Extracted text:
## START

A strong set of Q1 results and Q2 guidance from Intel is sending shares of fellow CPU sellers Arm Holdings and Advanced Micro Devices about 6% and 4% higher in postmarket trading, respectively.

Intel’s robust report is seemingly a rising tide that lifts all boats in the industry, not just a company-specific dynamic.

Arm recently pivoted to designing and selling CPUs for data center customers (like Meta!) in addition to its long-standing business of licensing out the design architecture.

And AMD, of course, has been a well-established giant in the space before it ever started offering GPUs.

It’s the latest reminder that the AI boom isn’t just juicing demand for the most advanced chips, but also memory, older-school units, and a wide array of hardware.

markets

Intel crushes Q1 earnings expectations, forecasts strong Q2 revenue, shares soar

Intel shares surged in after-hours trading Thursday after the semiconductor giant reported much better-than-expected Q1 earnings and sales numbers, as well as robust guidance for Q2.

Intel reported:

  • Q1 revenue of $13.6 billion vs. a consensus expectation for $12.42 billion.

  • Adjusted earnings per share of $0.29 vs. the $0.02 consensus estimate from FactSet.

  • A forecast for Q2 sales of between $13.8 billion and $14.8 billion vs. analysts’ $13.11 billion expectation.

  • A forecast for adjusted Q2 EPS of $0.20 vs. Wall Street expectations for $0.10.

## END

What to do:
(a) Answer these three questions from the Intel earnings text:
(i) About how much higher did Arm Holdings shares move in postmarket trading?
(ii) What was Intel's Q1 revenue?
(iii) What consensus estimate for adjusted earnings per share does FactSet give?
(b) Which analyst or consensus expectation figures appear in the Intel earnings text? List each with the measure it refers to.
You won't need the lines that come next.

Available data:
## START

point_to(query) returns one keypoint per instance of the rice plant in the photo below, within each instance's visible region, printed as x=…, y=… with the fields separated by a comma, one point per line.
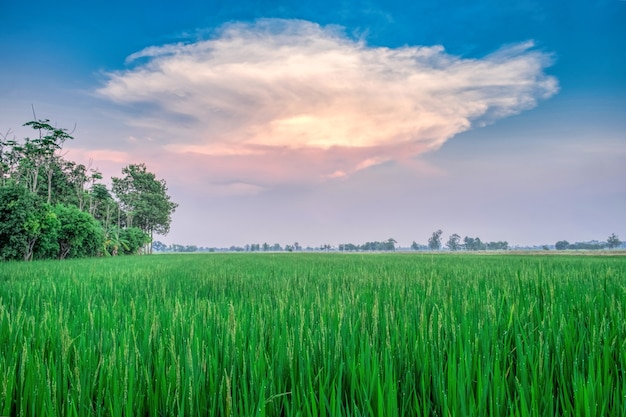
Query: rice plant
x=314, y=335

## END

Task solutions:
(a)
(i) About 6%
(ii) $13.6 billion
(iii) $0.02

(b)
- $12.42 billion: Q1 revenue
- $0.02: adjusted earnings per share
- $13.11 billion: Q2 sales
- $0.10: adjusted Q2 EPS